— What the task asks —
Restate the lines of the material below word for word, from the first through the one containing "Category: seagull in flight", and include nothing else; pictures stay out.

— Material shown —
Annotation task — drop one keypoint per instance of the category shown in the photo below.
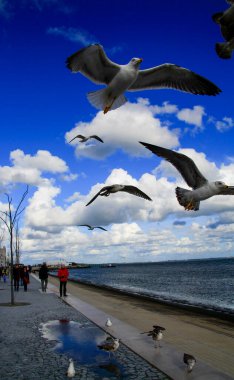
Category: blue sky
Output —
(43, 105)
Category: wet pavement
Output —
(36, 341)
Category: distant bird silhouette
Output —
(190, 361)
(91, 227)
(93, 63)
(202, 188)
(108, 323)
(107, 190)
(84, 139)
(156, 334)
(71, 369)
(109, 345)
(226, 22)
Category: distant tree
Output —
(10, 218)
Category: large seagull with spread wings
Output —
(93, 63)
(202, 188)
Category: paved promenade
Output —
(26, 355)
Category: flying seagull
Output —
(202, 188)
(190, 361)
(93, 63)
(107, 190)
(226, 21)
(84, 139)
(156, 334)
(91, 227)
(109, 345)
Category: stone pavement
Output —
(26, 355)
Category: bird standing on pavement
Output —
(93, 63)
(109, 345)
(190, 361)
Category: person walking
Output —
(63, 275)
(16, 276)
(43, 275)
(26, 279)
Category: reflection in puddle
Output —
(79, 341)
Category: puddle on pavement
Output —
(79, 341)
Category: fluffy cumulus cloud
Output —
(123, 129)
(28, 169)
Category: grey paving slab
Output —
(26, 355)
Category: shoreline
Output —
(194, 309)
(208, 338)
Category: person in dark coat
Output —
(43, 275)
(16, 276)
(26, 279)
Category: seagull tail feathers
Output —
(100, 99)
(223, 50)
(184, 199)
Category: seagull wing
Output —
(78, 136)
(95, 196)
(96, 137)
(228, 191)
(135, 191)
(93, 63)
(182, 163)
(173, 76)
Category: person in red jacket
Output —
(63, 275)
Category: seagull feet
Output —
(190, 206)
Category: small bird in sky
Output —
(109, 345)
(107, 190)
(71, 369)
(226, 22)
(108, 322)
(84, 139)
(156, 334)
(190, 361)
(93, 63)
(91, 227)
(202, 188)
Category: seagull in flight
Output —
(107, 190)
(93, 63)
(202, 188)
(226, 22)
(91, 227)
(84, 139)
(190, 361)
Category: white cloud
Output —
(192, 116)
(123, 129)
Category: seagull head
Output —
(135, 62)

— Solution for this problem —
Annotation task — drop one keypoint per instance of the category shown in the photo below.
Category: blue sky
Output —
(43, 105)
Category: wet pavement
Output —
(36, 341)
Category: distant bird silhouette
Output —
(190, 361)
(91, 227)
(93, 63)
(202, 188)
(108, 323)
(107, 190)
(84, 139)
(156, 334)
(71, 369)
(109, 345)
(226, 22)
Category: distant tree
Output —
(10, 218)
Category: large seagull with spread wings
Output —
(93, 63)
(202, 188)
Category: paved promenade
Output —
(26, 355)
Category: flying seagull
Output —
(202, 188)
(190, 361)
(93, 63)
(107, 190)
(226, 21)
(84, 139)
(156, 334)
(91, 227)
(109, 345)
Category: stone pavement
Output —
(26, 355)
Category: bird standing on pavement
Output —
(93, 63)
(109, 345)
(190, 361)
Category: person walking
Output —
(63, 275)
(16, 276)
(43, 275)
(26, 279)
Category: reflection in puddle
Output —
(79, 341)
Category: puddle on pavement
Output —
(79, 341)
Category: fluffy cumulus cloud
Output —
(123, 129)
(28, 169)
Category: grey paving slab
Output —
(26, 355)
Category: shoreline
Output —
(194, 309)
(208, 338)
Category: person in dark coat
Output —
(43, 275)
(16, 276)
(26, 279)
Category: seagull tail feathers
Output —
(100, 99)
(223, 50)
(184, 199)
Category: seagull wing
Output —
(78, 136)
(95, 196)
(96, 137)
(228, 191)
(135, 191)
(93, 63)
(182, 163)
(173, 76)
Category: person in red jacket
Output —
(63, 275)
Category: seagull feet
Output —
(190, 206)
Category: small bird in sky
Output —
(109, 345)
(107, 190)
(71, 369)
(226, 22)
(108, 322)
(84, 139)
(156, 334)
(190, 361)
(93, 63)
(91, 227)
(202, 188)
Category: seagull in flight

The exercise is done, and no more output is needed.